- TEXT PROVIDED -

• • • • • • •

Addressing emotions in commercial disputes
 
Every dispute is a family dispute. Hyperbole works to attract attention and illustrate the more prosaic truth, and that is the intention of thisparagraph. The less provocative point to be made is that commercial disputes have emotional dimensions and addressing these emotional issues can be of real assistance in resolving them. Disputes lawyers, internal and external, usually ignore or marginalise these emotions as they are seen as irrelevant to the legal elements of the dispute. We are not trained to incorporate management of emotions into legal dispute resolution or to formally recognise the role emotions play.
 
What can be forgotten is that activities in even the largest companies are conducted by ordinary people. An ordinary person in one company is buying something from an ordinary person in another company. Both of those people report to slightly more senior ordinary people who in turn report to more senior ordinary people. No-one in that scenario is an automaton. Anyone dealing with someone in a different company can be upset or offended when their counterpart fails to perform, not the least because it can put them in a difficult position with their superiors or others in their company. Those in the more senior positions can be similarly affronted when those with whom they do not have a personal relationship do not perform. Feelings can be strong even at the highest levels where the counterparty’s failure can be taken as a slight on the company.
 
 
Emotions are certainly irrelevant to the legal and evidential issues in litigation and arbitration. However, even lawyers themselves develop emotions about a dispute. Internal lawyers can be just as offended by the counterparty’s behaviour as their commercial instructors, particularly if they clash with their legal counterpart. External lawyers can also readily identify with and develop feelings for the client’s cause, again especially if the opposing lawyer annoys them.

• • • • • • •

- PROVIDED INFORMATION -
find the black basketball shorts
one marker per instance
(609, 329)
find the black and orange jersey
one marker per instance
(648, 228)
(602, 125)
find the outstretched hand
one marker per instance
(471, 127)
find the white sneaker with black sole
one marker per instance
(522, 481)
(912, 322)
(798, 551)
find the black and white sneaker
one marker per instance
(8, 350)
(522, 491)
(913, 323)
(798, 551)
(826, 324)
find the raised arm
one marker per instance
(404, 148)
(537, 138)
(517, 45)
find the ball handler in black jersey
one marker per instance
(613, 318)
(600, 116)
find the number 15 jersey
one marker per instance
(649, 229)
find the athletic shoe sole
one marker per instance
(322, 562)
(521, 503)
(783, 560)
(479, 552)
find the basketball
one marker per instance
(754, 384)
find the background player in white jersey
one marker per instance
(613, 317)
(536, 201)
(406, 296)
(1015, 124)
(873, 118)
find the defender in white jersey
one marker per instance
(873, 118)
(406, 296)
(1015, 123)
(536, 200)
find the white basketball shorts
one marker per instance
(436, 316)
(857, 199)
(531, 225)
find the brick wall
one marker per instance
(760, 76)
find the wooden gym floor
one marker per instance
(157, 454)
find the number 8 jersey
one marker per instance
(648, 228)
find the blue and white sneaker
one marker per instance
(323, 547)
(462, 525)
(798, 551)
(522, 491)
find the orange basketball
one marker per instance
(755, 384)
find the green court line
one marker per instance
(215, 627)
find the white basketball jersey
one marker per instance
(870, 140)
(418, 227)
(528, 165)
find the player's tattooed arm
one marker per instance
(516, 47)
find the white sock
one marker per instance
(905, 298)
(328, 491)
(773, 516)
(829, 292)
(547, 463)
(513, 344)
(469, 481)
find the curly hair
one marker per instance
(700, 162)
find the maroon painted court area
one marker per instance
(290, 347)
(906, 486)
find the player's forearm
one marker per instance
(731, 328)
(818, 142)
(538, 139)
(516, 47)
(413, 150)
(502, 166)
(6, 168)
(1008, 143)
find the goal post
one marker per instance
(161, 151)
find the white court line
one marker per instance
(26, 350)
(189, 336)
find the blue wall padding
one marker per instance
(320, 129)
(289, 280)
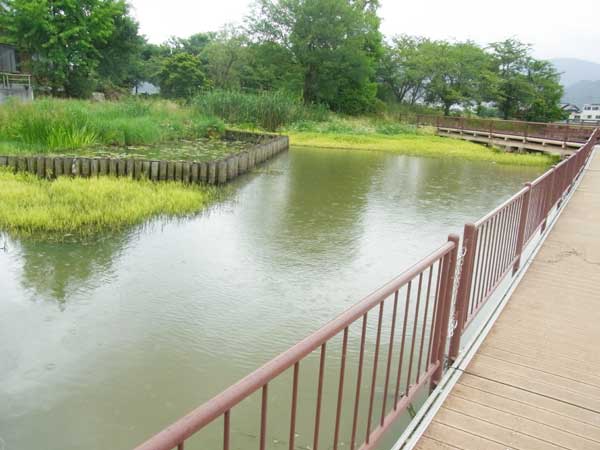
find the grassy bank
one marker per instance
(80, 206)
(54, 125)
(418, 144)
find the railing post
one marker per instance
(464, 287)
(549, 197)
(522, 225)
(439, 342)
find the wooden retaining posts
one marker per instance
(265, 147)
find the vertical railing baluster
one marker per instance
(389, 360)
(424, 325)
(374, 378)
(294, 406)
(338, 412)
(358, 382)
(319, 397)
(263, 417)
(402, 345)
(522, 223)
(438, 285)
(414, 332)
(226, 429)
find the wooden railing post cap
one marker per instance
(453, 237)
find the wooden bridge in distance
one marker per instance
(560, 139)
(535, 381)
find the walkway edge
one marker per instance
(411, 436)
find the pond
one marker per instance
(103, 343)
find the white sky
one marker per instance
(555, 28)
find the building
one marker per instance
(591, 113)
(573, 111)
(13, 84)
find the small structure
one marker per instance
(591, 113)
(573, 111)
(13, 83)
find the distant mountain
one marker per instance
(574, 70)
(581, 80)
(582, 92)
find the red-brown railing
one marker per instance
(560, 132)
(408, 345)
(420, 309)
(493, 245)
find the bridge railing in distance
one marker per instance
(492, 247)
(561, 132)
(417, 329)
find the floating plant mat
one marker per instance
(197, 150)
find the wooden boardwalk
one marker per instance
(535, 381)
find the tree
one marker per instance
(460, 75)
(121, 61)
(225, 58)
(65, 38)
(335, 43)
(181, 76)
(404, 68)
(527, 88)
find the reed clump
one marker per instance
(30, 206)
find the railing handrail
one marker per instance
(185, 427)
(497, 120)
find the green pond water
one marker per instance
(105, 342)
(199, 150)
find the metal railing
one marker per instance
(560, 132)
(420, 298)
(493, 246)
(414, 336)
(10, 80)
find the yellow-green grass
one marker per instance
(419, 145)
(53, 210)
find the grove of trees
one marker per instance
(327, 52)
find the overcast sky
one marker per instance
(554, 28)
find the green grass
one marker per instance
(54, 125)
(84, 206)
(423, 143)
(265, 110)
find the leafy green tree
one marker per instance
(528, 89)
(404, 68)
(461, 73)
(225, 58)
(121, 63)
(64, 38)
(547, 92)
(335, 43)
(181, 76)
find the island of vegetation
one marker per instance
(287, 70)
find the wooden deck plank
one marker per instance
(456, 437)
(517, 422)
(508, 437)
(522, 409)
(535, 381)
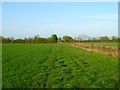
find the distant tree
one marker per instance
(114, 38)
(104, 38)
(59, 39)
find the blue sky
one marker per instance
(25, 19)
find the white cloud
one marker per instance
(101, 16)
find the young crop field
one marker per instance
(110, 44)
(56, 66)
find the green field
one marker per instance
(111, 44)
(56, 66)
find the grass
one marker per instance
(111, 44)
(56, 66)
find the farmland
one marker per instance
(56, 66)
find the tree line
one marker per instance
(55, 39)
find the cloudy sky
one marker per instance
(27, 19)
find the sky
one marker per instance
(27, 19)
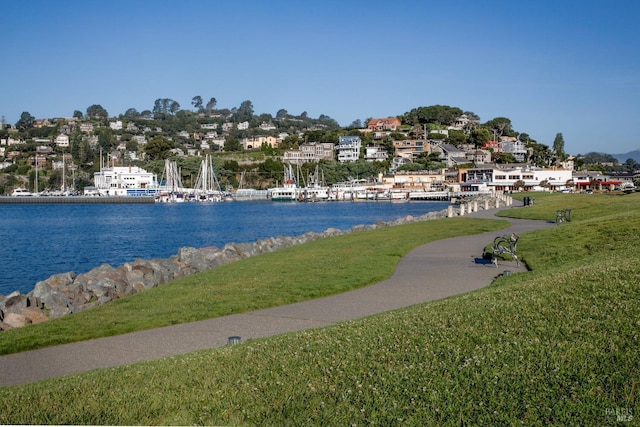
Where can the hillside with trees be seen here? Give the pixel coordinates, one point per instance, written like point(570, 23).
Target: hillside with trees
point(146, 138)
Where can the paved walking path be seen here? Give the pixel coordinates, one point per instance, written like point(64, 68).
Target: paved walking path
point(429, 272)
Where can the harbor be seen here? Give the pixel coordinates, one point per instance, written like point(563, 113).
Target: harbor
point(76, 200)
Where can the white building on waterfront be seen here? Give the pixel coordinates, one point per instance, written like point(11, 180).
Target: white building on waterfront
point(123, 181)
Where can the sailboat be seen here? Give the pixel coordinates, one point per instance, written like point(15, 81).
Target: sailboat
point(207, 188)
point(171, 189)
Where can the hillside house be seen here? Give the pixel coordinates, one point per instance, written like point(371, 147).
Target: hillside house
point(348, 148)
point(375, 153)
point(62, 140)
point(410, 148)
point(253, 142)
point(387, 124)
point(450, 154)
point(310, 152)
point(86, 127)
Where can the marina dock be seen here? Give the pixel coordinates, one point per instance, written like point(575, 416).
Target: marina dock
point(76, 200)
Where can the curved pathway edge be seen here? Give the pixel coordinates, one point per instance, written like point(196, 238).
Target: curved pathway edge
point(433, 271)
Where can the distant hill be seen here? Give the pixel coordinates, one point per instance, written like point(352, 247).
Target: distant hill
point(635, 155)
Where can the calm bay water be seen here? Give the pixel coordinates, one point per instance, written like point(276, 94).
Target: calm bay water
point(40, 240)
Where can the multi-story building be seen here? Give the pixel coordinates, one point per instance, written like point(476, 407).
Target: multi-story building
point(310, 152)
point(410, 148)
point(375, 153)
point(257, 142)
point(388, 124)
point(348, 148)
point(514, 177)
point(62, 140)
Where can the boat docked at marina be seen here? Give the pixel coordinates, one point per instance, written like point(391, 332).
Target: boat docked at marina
point(315, 189)
point(21, 192)
point(289, 192)
point(207, 188)
point(123, 181)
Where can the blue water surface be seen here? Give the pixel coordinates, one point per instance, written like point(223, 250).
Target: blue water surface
point(39, 240)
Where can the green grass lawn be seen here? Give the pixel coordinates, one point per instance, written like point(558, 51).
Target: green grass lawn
point(319, 268)
point(555, 346)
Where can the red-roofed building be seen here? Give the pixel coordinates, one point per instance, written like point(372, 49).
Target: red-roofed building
point(390, 123)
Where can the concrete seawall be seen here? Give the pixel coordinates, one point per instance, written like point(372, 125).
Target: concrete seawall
point(75, 199)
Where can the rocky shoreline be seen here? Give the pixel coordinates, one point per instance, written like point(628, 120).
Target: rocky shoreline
point(67, 293)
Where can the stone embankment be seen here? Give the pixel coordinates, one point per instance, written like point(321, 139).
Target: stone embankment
point(67, 293)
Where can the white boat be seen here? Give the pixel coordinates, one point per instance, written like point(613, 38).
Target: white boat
point(21, 192)
point(628, 187)
point(125, 181)
point(315, 190)
point(289, 192)
point(348, 190)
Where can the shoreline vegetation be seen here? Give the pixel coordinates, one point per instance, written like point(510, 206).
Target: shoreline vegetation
point(557, 345)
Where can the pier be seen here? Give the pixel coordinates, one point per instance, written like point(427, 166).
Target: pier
point(76, 200)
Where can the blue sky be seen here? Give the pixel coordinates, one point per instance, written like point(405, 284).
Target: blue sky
point(562, 66)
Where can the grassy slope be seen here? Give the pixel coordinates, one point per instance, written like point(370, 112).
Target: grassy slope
point(319, 268)
point(555, 346)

• • • • • • •

- PROMPT A -
Write out the passage on emotions in commercial disputes again in full, word for word.
- PROMPT B -
In the records, take the lines starting at the one containing "Where can the white building" and ending at the one containing "point(39, 240)", and swap "sailboat" for "yacht" throughout them. Return only those lines, with everything else left as it is.

- FULL ANSWER A -
Addressing emotions in commercial disputes
 
Every dispute is a family dispute. Hyperbole works to attract attention and illustrate the more prosaic truth, and that is the intention of thisparagraph. The less provocative point to be made is that commercial disputes have emotional dimensions and addressing these emotional issues can be of real assistance in resolving them. Disputes lawyers, internal and external, usually ignore or marginalise these emotions as they are seen as irrelevant to the legal elements of the dispute. We are not trained to incorporate management of emotions into legal dispute resolution or to formally recognise the role emotions play.
 
What can be forgotten is that activities in even the largest companies are conducted by ordinary people. An ordinary person in one company is buying something from an ordinary person in another company. Both of those people report to slightly more senior ordinary people who in turn report to more senior ordinary people. No-one in that scenario is an automaton. Anyone dealing with someone in a different company can be upset or offended when their counterpart fails to perform, not the least because it can put them in a difficult position with their superiors or others in their company. Those in the more senior positions can be similarly affronted when those with whom they do not have a personal relationship do not perform. Feelings can be strong even at the highest levels where the counterparty’s failure can be taken as a slight on the company.
 
 
Emotions are certainly irrelevant to the legal and evidential issues in litigation and arbitration. However, even lawyers themselves develop emotions about a dispute. Internal lawyers can be just as offended by the counterparty’s behaviour as their commercial instructors, particularly if they clash with their legal counterpart. External lawyers can also readily identify with and develop feelings for the client’s cause, again especially if the opposing lawyer annoys them.

- FULL ANSWER B -
Where can the white building on waterfront be seen here? Give the pixel coordinates, one point per instance, written like point(11, 180).
Target: white building on waterfront
point(123, 181)
Where can the yacht be seen here? Give the pixel coordinates, one point per instance, written like point(15, 81).
Target: yacht
point(207, 188)
point(171, 189)
Where can the hillside house be seen here? Give the pixel coordinates, one point per instance, written like point(371, 147).
Target: hillside house
point(348, 148)
point(375, 153)
point(62, 140)
point(410, 148)
point(253, 142)
point(387, 124)
point(450, 154)
point(310, 152)
point(86, 127)
Where can the marina dock be seen here? Give the pixel coordinates, one point per instance, written like point(575, 416).
Target: marina dock
point(76, 200)
Where can the curved pathway edge be seen here? Give the pixel coordinates, one point per instance, written like point(196, 238).
Target: curved pathway edge
point(433, 271)
Where can the distant hill be seen here? Give the pixel coordinates, one point per instance, written like point(352, 247).
Target: distant hill
point(635, 155)
Where can the calm bay water be seen here? Give the pixel coordinates, one point per instance, written like point(276, 94).
Target: calm bay water
point(40, 240)
Where can the multi-story building be seen here? Give the pixel coordinates, one point per instance, written like point(476, 407).
Target: multi-story building
point(310, 152)
point(410, 148)
point(375, 153)
point(257, 142)
point(388, 124)
point(348, 148)
point(514, 177)
point(62, 140)
Where can the boat docked at marina be seen here? Give the pixel coordinates, one point per instance, written like point(391, 332).
Target: boat docked at marina
point(315, 189)
point(21, 192)
point(289, 192)
point(207, 188)
point(123, 181)
Where can the blue water surface be seen here? Give the pixel coordinates, one point per instance, written like point(223, 250).
Target: blue water surface
point(39, 240)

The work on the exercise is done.